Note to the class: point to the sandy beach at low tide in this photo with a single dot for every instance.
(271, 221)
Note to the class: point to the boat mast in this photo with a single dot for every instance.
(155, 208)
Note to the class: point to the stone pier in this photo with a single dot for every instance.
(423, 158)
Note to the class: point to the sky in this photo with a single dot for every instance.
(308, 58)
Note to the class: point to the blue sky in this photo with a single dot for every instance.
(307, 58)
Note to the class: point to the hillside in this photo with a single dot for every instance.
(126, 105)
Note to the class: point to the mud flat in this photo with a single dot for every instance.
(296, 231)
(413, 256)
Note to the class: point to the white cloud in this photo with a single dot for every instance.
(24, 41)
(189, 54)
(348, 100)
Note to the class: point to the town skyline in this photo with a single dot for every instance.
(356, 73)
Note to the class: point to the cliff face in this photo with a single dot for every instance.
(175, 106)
________
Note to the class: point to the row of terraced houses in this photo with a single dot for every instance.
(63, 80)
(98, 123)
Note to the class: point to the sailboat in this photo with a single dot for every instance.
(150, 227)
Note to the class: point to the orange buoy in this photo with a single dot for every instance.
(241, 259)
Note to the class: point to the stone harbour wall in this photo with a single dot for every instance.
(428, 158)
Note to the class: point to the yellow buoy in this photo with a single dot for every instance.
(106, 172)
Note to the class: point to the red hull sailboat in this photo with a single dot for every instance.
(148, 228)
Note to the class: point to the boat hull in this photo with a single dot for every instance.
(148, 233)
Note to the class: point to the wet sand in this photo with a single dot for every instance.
________
## What the exercise asks
Starting with the line that contains "Note to the class: point to the yellow" and going on through the line that contains "Note to the class: point to the wet", give those lines as a Markdown table with the columns Row and Line. Number each row, and leave out any blank lines.

## Response
| Row | Line |
|---|---|
| 1 | Note to the class: point to the yellow buoy in this photo with a single dot for every instance. |
| 2 | (106, 172) |
| 3 | Note to the class: point to the red hull sailboat in this photo with a single dot for every instance. |
| 4 | (148, 228) |
| 5 | Note to the class: point to the boat hull in this photo with a single dot for every instance. |
| 6 | (148, 233) |
| 7 | Note to the class: point to the wet sand in this photo with a single dot for every instance. |